» PROBLEMS AND TASKS:
A. Name each person who speaks in the call transcript, in order of first appearance.
B. Carry the call transcript forward from its final question.

» PAGE EXCERPT:

Stacy Che: Hi. Thanks for taking the question. I’m asking for Craig Ellis regarding some of the questions. So first, I was wondering if Kristen or maybe Steve if you could break down some of your plans going forward for the OpEx? When we’re looking at the Thailand facility based on your strategic moves for the headcount, how do we think about it going forward? Do we expect that to go up maybe sequentially near the second half of the year? If you can break that down a little bit. Thank you.
Kirsten Newquist: Yes. So, in terms of how the — the overhead content expense we’re certainly in the mode of we’re still ramping up in Thailand. And we’re training the staff. We’re getting the staff in place. So we’re definitely still in the process of ramping up at Thailand. And unfortunately that has to be phased a little bit ahead of when we can ramp down in Singapore. So we have still a couple of quarters where things are going to continue to grow. And then we’ll see as we are completing the transition at the end of this year and only supporting these three customers going into next year, you’ll start to see a steady reduction.
Stacy Che: Got it. That’s helpful. Thank you. And if I can just ask a follow-up regarding the cash burn going forward. How do you think when we play that into account of your short-term midterm and long-term plan over the next few quarters versus what we have for the current quarter? And whether if we’re mitigating noncash flow or meaning more of that going forward to run the business? Thank you.
Justin Scarpulla: I can take that one. This is Justin. We put out the 14 to 16 guide this time and you noticed our prior guide was higher than that. So we’ve sharpened our pencils and taken a look at what our next 12 months are. As far as the linearity over the next 12 months that’s going to be pretty linear over the next four quarters. So if you’re looking for a quarterly guide I think that 14 to 16 is going to be pretty spreading pretty evenly over the next 12 months. I think that’s answering your question. Was there a follow-up to that?
Stacy Che: Yes. If we can thank you Justin for answering that. And maybe just last question is that how do we think about when we want to go forward with building both business? And can you help us understand about the sequential growth with Identiv and Premises the seasonality going forward. Do we expect that to go back to about the normal level? Or how should we think about that going forward?

Pointing data grounded in images
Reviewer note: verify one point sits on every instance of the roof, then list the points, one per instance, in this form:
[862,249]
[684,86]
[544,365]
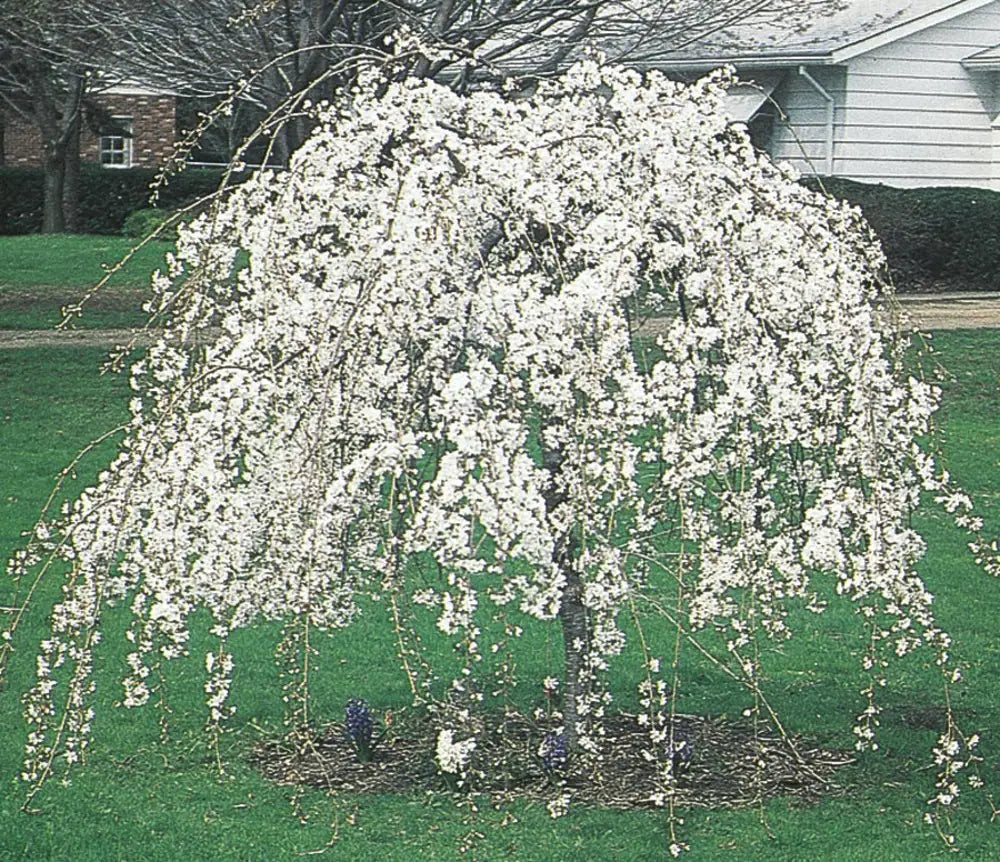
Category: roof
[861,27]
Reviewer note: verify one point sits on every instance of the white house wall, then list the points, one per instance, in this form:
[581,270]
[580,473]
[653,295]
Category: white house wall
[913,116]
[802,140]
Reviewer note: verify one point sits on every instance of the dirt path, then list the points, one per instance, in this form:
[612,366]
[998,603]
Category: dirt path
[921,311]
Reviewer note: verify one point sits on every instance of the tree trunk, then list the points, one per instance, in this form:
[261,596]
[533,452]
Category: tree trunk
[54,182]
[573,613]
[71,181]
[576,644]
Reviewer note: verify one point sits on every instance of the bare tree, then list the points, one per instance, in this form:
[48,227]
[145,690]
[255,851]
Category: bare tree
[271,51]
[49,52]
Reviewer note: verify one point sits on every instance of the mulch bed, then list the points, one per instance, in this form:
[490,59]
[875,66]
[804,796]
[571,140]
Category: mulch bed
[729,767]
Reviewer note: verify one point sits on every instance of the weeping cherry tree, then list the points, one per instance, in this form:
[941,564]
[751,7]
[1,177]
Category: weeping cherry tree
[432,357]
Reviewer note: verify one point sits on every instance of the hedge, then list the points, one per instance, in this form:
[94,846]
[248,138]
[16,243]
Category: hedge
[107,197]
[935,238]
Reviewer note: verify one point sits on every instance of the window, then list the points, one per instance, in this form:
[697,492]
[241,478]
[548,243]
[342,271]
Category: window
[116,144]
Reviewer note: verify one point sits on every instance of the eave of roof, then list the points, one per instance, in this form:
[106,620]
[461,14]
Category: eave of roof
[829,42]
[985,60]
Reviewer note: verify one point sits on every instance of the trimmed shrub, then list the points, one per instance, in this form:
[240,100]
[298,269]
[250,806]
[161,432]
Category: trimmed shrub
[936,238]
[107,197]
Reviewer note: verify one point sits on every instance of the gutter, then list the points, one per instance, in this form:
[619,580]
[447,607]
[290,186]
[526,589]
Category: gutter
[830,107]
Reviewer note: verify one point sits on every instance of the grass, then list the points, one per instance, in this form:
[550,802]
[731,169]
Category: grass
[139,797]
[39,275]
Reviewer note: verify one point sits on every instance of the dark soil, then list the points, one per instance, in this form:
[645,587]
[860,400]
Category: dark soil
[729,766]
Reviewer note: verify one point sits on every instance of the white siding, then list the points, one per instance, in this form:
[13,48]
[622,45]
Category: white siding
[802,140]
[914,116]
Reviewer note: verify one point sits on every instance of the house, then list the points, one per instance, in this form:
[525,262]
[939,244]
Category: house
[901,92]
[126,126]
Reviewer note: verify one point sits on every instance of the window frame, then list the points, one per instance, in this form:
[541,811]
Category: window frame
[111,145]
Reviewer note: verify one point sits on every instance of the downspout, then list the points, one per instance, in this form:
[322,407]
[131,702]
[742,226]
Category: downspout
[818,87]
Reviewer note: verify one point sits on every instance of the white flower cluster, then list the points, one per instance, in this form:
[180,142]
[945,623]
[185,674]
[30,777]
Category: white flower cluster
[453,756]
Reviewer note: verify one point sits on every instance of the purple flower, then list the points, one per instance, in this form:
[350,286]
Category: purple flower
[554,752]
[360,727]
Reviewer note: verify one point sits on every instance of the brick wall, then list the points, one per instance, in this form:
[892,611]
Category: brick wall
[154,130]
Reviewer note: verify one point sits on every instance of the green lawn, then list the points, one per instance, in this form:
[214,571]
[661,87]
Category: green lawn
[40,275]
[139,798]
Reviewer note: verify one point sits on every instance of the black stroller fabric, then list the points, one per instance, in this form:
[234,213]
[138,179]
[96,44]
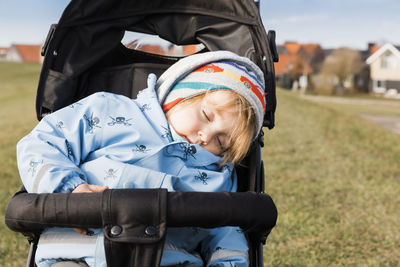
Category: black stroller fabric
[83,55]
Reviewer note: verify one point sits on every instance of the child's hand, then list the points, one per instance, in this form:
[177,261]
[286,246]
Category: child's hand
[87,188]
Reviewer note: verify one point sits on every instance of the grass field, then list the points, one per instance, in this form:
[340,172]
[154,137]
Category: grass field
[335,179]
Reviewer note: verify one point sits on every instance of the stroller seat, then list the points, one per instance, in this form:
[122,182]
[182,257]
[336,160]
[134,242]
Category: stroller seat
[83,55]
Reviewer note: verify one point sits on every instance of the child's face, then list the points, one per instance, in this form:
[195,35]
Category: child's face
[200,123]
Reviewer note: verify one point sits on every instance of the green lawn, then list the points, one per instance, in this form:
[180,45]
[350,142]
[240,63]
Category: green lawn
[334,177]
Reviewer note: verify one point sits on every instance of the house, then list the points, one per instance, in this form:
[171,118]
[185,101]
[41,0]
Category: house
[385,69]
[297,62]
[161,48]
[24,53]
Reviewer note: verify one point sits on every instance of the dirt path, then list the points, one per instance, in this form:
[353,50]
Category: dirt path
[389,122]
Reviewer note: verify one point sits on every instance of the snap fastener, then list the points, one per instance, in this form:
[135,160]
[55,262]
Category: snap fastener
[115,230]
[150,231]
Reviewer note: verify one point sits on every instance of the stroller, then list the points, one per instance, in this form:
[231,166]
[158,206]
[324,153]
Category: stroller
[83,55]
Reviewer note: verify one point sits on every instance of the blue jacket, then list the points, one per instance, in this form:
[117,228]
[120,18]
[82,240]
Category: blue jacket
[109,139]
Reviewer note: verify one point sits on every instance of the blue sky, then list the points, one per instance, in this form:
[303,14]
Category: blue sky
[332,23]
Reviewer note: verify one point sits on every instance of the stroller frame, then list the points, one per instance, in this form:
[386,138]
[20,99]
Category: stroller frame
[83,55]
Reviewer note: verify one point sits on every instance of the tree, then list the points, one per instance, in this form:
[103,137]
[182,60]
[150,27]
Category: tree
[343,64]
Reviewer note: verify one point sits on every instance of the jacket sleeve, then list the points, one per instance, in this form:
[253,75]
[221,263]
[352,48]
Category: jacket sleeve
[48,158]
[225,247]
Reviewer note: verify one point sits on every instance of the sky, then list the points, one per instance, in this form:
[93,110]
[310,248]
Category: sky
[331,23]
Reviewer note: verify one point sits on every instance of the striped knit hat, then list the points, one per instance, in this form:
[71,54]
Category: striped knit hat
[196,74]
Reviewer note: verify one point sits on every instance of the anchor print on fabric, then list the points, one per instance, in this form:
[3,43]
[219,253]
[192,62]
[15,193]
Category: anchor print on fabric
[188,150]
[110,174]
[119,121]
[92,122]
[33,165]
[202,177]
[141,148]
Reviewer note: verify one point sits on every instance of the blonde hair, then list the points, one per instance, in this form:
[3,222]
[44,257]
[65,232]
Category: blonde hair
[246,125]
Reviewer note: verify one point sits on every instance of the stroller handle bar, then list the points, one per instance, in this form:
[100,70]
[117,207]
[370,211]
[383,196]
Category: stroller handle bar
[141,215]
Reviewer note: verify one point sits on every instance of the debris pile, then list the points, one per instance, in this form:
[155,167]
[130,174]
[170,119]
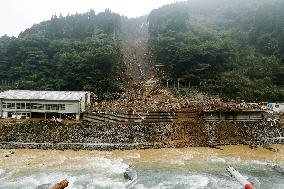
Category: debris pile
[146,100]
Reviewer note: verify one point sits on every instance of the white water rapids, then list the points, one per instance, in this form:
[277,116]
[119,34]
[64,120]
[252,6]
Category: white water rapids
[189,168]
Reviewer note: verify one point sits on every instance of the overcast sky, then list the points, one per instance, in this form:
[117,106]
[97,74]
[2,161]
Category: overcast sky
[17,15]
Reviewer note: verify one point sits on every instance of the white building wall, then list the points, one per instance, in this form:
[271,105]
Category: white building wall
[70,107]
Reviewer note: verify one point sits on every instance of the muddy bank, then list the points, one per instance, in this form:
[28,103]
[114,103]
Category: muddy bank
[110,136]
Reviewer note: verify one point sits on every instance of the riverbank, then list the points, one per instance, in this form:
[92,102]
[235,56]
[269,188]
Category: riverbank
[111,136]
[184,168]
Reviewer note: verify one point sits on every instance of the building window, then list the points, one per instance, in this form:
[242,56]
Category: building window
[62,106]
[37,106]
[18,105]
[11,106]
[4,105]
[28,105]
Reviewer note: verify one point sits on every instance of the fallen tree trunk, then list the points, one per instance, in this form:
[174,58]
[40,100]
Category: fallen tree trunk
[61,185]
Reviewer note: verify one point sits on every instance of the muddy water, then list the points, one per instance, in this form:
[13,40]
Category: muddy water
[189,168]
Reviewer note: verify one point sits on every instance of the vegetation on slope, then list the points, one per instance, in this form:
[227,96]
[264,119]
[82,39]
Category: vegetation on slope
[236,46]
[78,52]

» ANSWERS TO THE EXERCISE:
A. Stacy Che, Kirsten Newquist, Justin Scarpulla

B.
Justin Scarpulla: Yes. I think going forward if all of those is planned the Physical Security business within this quarter will be part of a separate company under Vitaprotech. So, if you look at our press release we just put out everything we’re reporting now is under our IoT goforward business. So I’m going to — I’m not going to answer what the go-forward looks like from a physical security side. But for the identity side the IoT side yes I think that our go forward is — and you’ll see because we put out what our Q3 revenue is. It’s going down slightly from Q2. So a lot of the seasonality you saw in the past when you’re talking about a combined business that third quarter spike was within our Physical Security side due to federal year-end and most of that is going away.
So when you’re looking at it from a pure IoT perspective a lot of that seasonality that you had historically seen for Identiv as a combined company will be going away. So we did give the Q3 guide. I would factor that one in. I think that answers your question on seasonality because historically our seasonality spike has been in the Q3 quarter. Like I said, that’s related to our Physical Security business.
Stacy Che: Thank you.
Operator: We have reached the end of the question-and-answer session and I will now turn the call over to Steve Humphreys for closing remarks.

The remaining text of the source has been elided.